*WHAT IS NEEDED*.
Leaving out all images, return the entries below exactly.

*WORKING DATA*.
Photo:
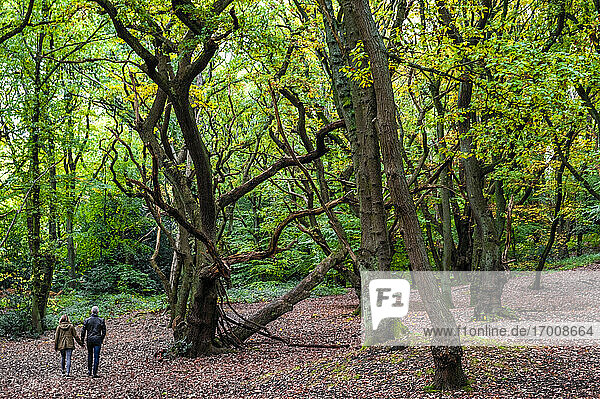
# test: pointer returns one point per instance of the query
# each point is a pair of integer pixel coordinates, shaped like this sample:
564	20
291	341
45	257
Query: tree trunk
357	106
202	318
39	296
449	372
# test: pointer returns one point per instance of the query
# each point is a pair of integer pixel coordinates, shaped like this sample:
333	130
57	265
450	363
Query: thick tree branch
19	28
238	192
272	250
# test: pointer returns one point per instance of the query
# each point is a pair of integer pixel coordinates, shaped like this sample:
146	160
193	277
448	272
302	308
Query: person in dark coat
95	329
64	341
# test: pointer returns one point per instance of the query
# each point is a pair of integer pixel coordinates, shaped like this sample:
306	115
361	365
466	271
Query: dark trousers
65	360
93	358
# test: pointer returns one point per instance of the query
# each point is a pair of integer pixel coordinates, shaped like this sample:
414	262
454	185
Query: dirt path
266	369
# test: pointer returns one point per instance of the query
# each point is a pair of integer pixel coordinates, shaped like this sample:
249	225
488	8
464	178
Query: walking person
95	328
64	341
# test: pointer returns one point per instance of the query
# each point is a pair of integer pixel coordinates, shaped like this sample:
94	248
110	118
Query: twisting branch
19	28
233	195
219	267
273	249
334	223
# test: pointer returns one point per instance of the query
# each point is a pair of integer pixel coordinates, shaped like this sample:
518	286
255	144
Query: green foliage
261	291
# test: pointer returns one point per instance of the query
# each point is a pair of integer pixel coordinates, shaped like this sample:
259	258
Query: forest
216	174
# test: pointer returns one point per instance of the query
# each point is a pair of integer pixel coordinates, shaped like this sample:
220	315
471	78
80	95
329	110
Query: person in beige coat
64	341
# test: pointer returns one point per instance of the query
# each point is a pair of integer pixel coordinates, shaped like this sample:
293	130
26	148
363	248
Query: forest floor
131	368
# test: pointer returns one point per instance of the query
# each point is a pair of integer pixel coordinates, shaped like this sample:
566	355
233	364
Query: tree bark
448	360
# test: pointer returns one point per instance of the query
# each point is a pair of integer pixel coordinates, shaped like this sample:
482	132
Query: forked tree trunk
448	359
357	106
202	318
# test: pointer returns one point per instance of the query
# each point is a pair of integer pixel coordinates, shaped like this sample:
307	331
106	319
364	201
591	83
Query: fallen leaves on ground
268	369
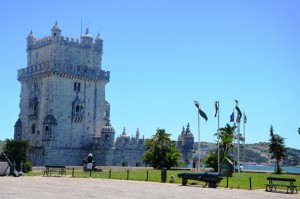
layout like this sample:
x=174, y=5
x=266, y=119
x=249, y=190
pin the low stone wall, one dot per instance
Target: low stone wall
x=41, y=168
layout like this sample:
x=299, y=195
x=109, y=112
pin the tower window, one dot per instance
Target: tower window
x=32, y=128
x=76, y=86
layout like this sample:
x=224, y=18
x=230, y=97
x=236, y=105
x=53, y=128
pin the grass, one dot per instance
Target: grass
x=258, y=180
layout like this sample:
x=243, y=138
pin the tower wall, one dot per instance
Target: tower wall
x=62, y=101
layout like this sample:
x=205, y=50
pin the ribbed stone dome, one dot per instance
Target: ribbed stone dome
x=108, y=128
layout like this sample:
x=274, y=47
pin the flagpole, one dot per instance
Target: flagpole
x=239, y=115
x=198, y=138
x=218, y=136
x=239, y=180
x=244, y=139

*WORKED SOLUTION*.
Photo:
# test: pointer returns one point per instance of the query
# each point is a pair of integer pixel coordinates, shaped like this sample:
564	20
291	341
45	257
Query: tree trunk
357	106
202	318
39	296
449	372
# test: pointer returns one point per instance of the query
# each point is a pair of integer pixel coordinates, shaped like this sample:
333	130
57	265
450	363
Query: thick tree branch
19	28
238	192
272	250
# test: pointer returns one point per instance of the query
# each point is a pair of integer pixel coordinates, shaped like this sample:
146	160
193	277
448	272
302	308
Query: person in dark coat
95	329
64	341
# test: pointer returns one point per instance of the query
# each point is a pair of integer pixel coordinates, shaped like this sample:
306	115
361	365
466	271
Query: dark trousers
65	360
93	358
# test: pointer returns one point per instance of the query
# each point is a pair of integer pixel coordinates, shaped like this sample:
414	262
454	185
Query: dirt path
266	369
# test: pointer returns one point per instance of the query
# each point is a pair of integer pixel coordinates, shaped like this sample:
249	225
488	8
464	178
Query: walking person
95	328
64	341
# test: pointer returns one point per instance of the query
# each point is a pair of integer pixel coordinates, shaped like this sample:
94	248
110	118
Query: twisting branch
19	28
233	195
219	267
273	249
334	223
# test: pointer returns one point per instance of the query
# each point is a pair of integer pixel coordinates, shaped like this sample:
518	286
255	144
Query: green foliage
261	291
# test: pointer returns one point per instance of the query
# each point is a pair of integer pixel coordinates, shaped like this sample:
259	258
Query: forest
216	174
# test: pointer returns one point per instance of the query
# each point is a pair of integer pixel coordinates, shaped like this sample:
220	315
471	78
80	95
329	110
Query: person in beige coat
64	341
# test: pointer returns one point per instance of the query
# each point is a pair of integer pixel coordinates, shaped like this sample:
293	130
26	148
363	248
Query: forest floor
131	368
# test: pointer returns one point per instance of the query
# each point is a pair of integer pixel coordinates, shaped like this sample:
566	355
233	364
Query: tree bark
448	360
# test: pointer returns one point per instance of the query
# each point is a pair of integer pixel coordinates, shaped like this sample:
482	132
Query: forked tree trunk
448	359
357	106
202	318
# test: pointer returns one point per instance of the query
# each point is a pair of integer pixel coordinates, shaped like this sample:
307	331
106	319
364	201
591	83
Query: fallen leaves on ground
268	369
layout like this sample:
x=174, y=5
x=266, y=119
x=249, y=190
pin the low stone wall, one dot per instance
Target: low stone wall
x=41, y=168
layout like this sample:
x=299, y=195
x=109, y=112
pin the tower window, one dot per instance
Target: tower window
x=32, y=128
x=76, y=86
layout like this sample:
x=224, y=18
x=230, y=97
x=236, y=105
x=53, y=128
pin the grass, one dot per instance
Target: grass
x=258, y=180
layout like this sample:
x=243, y=138
pin the tower wall, one dot per instance
Target: tower wall
x=62, y=101
layout like this sample:
x=205, y=50
pin the ribbed stone dome, one dot per instance
Target: ribbed stone dome
x=108, y=128
layout like this sample:
x=274, y=47
pin the flagpole, one dot per instance
Target: flagpole
x=239, y=115
x=198, y=138
x=218, y=136
x=239, y=180
x=244, y=139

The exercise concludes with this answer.